● INSTRUCTION
Copy the stretch of data from the line containing "Each instance receives one point. Mark the fingernail" through the end of the data, keeping every line and shifting each point coordinate by -50.

● DATA EXTRACT
○ ○ ○

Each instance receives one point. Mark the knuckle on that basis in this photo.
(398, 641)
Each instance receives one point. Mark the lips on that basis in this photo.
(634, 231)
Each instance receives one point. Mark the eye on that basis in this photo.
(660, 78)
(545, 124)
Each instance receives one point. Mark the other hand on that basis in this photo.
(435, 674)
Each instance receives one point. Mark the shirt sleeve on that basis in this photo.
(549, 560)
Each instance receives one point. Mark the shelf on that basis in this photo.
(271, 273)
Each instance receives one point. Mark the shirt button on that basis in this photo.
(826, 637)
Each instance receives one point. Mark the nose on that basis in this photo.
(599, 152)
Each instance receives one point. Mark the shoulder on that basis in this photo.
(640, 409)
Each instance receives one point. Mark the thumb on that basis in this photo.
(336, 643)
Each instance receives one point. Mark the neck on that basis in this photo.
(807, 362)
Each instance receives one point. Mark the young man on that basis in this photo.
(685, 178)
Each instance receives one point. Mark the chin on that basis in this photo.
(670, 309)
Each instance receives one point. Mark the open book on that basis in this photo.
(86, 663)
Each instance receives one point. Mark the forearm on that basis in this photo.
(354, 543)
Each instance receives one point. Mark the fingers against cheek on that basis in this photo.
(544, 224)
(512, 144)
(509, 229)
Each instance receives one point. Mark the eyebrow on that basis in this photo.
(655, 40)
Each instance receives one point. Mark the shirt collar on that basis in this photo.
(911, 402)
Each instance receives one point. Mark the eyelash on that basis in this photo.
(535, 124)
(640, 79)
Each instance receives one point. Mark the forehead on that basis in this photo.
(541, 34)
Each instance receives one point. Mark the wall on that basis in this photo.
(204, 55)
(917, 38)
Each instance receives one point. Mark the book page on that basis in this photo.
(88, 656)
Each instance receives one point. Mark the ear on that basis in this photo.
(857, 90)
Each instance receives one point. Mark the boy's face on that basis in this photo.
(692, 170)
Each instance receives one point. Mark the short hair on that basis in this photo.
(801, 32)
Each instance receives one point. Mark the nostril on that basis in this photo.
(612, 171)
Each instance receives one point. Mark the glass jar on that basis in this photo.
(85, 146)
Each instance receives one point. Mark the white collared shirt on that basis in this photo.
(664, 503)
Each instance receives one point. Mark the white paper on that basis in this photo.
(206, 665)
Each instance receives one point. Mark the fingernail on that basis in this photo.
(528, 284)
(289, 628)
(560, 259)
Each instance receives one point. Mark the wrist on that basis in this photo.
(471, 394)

○ ○ ○

● RESPONSE TO THE EXERCISE
Each instance receives one point. Mark the fingernail on that basis in this photo.
(478, 234)
(239, 578)
(510, 209)
Each instance receives one point. Mark the wrist on that basis in this photo.
(421, 344)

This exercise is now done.